### Work order:
Each line of the entries, from the first to the line containing "234L553 245L573 247L578", is to be transcribed exactly as it stands; include no other lines.

╭──

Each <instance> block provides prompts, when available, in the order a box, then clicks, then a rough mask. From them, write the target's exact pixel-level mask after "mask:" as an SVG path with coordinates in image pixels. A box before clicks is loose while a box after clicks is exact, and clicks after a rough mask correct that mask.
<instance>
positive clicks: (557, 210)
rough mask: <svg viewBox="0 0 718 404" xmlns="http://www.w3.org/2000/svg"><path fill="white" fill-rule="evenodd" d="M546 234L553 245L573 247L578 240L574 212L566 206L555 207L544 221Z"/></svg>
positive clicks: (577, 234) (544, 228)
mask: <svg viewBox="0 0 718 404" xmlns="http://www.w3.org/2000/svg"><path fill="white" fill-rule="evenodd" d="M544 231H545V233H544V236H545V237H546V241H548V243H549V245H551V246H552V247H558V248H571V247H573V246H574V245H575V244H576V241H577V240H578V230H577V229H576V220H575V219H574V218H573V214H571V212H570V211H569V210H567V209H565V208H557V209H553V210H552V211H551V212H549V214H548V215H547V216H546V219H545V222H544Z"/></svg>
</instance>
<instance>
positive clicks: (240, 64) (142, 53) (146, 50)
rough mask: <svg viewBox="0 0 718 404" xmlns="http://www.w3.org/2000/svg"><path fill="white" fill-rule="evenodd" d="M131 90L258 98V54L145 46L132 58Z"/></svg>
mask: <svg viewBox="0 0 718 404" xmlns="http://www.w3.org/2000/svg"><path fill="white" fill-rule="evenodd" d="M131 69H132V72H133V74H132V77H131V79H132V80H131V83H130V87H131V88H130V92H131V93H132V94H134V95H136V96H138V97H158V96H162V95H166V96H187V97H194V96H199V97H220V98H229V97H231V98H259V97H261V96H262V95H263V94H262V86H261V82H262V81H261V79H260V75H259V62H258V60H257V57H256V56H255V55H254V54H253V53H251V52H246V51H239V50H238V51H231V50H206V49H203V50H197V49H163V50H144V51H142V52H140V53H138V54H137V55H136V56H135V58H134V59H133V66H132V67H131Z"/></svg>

╰──

### Response to this task:
Each <instance> block provides prompts, when available, in the order a box, then clicks, then a rough mask. From them, write the target's exact pixel-level mask after "mask:" as an SVG path with coordinates in image pixels. A box before clicks is loose while a box after clicks is exact, and clicks after a rough mask correct that mask.
<instance>
positive clicks: (557, 210)
rough mask: <svg viewBox="0 0 718 404" xmlns="http://www.w3.org/2000/svg"><path fill="white" fill-rule="evenodd" d="M546 234L553 245L573 247L578 240L574 212L566 206L555 207L544 221Z"/></svg>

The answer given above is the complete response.